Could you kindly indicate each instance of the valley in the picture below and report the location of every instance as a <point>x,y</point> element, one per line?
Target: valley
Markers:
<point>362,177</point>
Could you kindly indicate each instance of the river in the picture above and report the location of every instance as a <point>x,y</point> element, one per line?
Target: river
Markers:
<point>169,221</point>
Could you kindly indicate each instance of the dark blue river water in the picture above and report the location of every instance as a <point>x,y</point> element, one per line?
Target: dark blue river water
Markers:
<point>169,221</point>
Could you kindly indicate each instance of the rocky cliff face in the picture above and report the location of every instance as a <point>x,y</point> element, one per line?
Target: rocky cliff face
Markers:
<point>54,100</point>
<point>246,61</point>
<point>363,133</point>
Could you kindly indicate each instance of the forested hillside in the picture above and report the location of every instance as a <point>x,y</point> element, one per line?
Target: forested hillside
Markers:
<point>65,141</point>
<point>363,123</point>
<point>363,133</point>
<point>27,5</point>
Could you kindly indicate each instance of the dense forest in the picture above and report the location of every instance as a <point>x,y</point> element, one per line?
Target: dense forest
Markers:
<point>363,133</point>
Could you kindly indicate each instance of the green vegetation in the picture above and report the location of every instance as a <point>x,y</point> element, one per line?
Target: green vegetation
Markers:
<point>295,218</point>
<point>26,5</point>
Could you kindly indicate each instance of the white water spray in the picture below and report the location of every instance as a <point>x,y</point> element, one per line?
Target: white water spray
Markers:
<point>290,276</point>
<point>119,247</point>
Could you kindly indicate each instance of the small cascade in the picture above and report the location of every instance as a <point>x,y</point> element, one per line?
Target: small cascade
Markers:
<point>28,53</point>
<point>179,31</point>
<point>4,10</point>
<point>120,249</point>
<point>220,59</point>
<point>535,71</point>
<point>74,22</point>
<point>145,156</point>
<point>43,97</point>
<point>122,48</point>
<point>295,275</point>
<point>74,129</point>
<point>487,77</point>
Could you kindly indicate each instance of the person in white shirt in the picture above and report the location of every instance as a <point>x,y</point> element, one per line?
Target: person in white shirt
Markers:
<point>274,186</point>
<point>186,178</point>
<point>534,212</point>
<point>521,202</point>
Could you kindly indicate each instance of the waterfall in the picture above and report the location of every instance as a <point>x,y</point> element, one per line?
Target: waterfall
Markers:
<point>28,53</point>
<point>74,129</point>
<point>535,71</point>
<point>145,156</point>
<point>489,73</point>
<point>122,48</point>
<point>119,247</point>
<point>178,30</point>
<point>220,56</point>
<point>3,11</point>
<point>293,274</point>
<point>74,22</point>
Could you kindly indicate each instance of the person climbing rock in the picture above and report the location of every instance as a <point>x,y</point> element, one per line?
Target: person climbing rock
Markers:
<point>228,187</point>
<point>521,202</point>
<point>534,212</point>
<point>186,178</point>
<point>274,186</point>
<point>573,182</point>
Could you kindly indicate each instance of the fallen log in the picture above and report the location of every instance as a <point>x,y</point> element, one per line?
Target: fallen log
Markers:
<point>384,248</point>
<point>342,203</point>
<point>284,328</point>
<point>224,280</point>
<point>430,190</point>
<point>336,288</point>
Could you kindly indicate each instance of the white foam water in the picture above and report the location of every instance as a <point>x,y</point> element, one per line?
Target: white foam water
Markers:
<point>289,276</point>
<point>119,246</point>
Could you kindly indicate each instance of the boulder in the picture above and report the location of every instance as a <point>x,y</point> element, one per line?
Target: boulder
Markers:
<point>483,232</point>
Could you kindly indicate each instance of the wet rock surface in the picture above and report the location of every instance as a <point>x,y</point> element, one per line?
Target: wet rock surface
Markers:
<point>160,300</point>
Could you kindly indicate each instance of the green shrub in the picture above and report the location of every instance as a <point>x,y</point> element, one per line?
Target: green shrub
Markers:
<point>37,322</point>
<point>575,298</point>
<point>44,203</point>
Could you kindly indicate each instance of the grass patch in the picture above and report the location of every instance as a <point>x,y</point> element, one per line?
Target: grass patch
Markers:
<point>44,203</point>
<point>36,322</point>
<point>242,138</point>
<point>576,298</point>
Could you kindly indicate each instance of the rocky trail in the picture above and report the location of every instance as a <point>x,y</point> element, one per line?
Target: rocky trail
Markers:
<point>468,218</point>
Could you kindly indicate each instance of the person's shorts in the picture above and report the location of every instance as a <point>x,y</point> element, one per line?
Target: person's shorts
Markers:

_What to work on_
Please go through the data above and copy each line that has the word "small".

_Response to this task_
Could you kindly indicate each instance of the small cascade in the picture above and report the location of every instance as a <point>x,y</point> element, one per line?
Target: small cascade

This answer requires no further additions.